■ Exercise requirements: Starting at the line with "Where can the woman's face", retype every line through the end of the listing exactly as written, and nothing before it.

■ Data to examine:

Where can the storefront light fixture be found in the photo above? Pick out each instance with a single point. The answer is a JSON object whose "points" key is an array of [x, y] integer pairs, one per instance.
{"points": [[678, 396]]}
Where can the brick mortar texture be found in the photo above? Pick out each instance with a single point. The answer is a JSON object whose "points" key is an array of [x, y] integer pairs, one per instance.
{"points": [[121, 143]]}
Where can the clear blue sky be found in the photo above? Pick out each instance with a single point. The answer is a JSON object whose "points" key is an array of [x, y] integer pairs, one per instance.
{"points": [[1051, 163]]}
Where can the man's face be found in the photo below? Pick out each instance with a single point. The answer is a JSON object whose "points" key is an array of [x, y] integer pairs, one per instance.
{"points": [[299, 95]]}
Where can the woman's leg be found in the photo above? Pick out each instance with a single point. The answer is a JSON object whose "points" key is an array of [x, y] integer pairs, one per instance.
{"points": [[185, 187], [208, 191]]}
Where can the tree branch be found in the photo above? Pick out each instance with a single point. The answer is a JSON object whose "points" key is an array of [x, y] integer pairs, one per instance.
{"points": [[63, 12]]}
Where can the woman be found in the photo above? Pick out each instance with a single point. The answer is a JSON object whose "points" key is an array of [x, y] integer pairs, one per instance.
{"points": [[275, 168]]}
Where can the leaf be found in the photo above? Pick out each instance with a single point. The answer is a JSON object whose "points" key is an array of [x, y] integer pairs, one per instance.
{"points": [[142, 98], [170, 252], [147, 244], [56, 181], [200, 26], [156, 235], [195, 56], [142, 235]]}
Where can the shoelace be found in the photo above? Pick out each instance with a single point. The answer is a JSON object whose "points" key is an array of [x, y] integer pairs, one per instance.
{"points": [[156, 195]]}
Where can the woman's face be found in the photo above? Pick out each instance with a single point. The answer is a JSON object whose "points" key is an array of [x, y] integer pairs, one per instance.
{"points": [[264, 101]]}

■ Task answer:
Where can the woman's face be found in the photo above? Pick out each instance with a single point. The answer is a JSON object whose "points" key is an array of [x, y] integer pairs, one per instance.
{"points": [[264, 101]]}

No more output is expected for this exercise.